What you are asked to do:
Which lines of the listing hold the string "Reviewer"? Show each of them.

Source data:

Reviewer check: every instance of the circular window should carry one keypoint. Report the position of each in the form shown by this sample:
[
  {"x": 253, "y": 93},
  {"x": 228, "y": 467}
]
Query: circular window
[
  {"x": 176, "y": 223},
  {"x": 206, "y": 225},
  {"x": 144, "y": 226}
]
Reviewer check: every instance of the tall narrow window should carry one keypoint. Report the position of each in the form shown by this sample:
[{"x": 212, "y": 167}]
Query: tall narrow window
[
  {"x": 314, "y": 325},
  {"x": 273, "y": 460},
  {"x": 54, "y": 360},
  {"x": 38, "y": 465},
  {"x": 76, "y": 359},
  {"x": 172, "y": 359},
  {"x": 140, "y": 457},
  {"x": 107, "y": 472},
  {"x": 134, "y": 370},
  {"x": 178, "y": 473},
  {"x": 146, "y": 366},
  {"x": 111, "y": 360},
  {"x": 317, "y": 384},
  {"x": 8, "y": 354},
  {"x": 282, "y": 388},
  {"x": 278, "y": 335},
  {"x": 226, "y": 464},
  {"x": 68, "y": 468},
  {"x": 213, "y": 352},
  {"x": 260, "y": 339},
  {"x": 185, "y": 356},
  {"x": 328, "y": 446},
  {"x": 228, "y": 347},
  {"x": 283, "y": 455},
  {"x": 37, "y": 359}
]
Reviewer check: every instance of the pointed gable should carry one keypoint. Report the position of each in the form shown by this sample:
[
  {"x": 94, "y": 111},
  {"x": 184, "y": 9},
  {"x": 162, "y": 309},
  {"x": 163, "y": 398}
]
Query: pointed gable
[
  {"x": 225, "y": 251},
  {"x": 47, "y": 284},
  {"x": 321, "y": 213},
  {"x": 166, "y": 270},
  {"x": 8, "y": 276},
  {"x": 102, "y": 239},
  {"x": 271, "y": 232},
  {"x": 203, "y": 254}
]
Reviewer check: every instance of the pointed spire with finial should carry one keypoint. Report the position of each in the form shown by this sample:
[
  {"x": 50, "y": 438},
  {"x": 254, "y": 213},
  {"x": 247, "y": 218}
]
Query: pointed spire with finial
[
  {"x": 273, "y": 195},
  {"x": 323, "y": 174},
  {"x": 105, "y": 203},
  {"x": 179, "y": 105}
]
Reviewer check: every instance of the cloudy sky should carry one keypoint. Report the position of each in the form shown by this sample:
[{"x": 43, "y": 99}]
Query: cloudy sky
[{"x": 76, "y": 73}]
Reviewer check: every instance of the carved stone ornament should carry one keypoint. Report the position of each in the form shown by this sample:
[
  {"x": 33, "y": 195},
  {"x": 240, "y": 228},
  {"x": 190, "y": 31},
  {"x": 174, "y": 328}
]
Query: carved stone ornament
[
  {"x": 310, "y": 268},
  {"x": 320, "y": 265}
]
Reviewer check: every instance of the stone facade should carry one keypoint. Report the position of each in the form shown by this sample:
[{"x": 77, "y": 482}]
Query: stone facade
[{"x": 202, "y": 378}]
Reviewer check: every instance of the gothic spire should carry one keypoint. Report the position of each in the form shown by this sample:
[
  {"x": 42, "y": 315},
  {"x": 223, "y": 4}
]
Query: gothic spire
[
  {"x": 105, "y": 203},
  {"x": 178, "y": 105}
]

The completed task:
Reviewer check: every instance of the circular window should carry one keypoint. Report the position of each in the form shown by this sample:
Reviewer check: every instance of the tall narrow window should carry one keypoint. Report the position of each in the form shown by this sample:
Reviewer check: every instance of the pointed gable should carry one keypoint. Report the position of each in the form shown by this sample:
Reviewer check: every instance of the pointed spire with finial should carry one keypoint. Report the position of each in the form shown by this sample:
Reviewer check: every instance of the cloudy sky should carry one keypoint. Report the position of each in the form shown by this sample:
Reviewer check: every instance of the carved stone ornament should carry one keypoint. Report the position of each in the form shown by this sample:
Reviewer check: every instance of the stone facade should carry one keypoint. Report the position of each in the form shown by this sample:
Reviewer check: every instance of the gothic spire should carry one keypoint. Report the position of each in the form shown by this sample:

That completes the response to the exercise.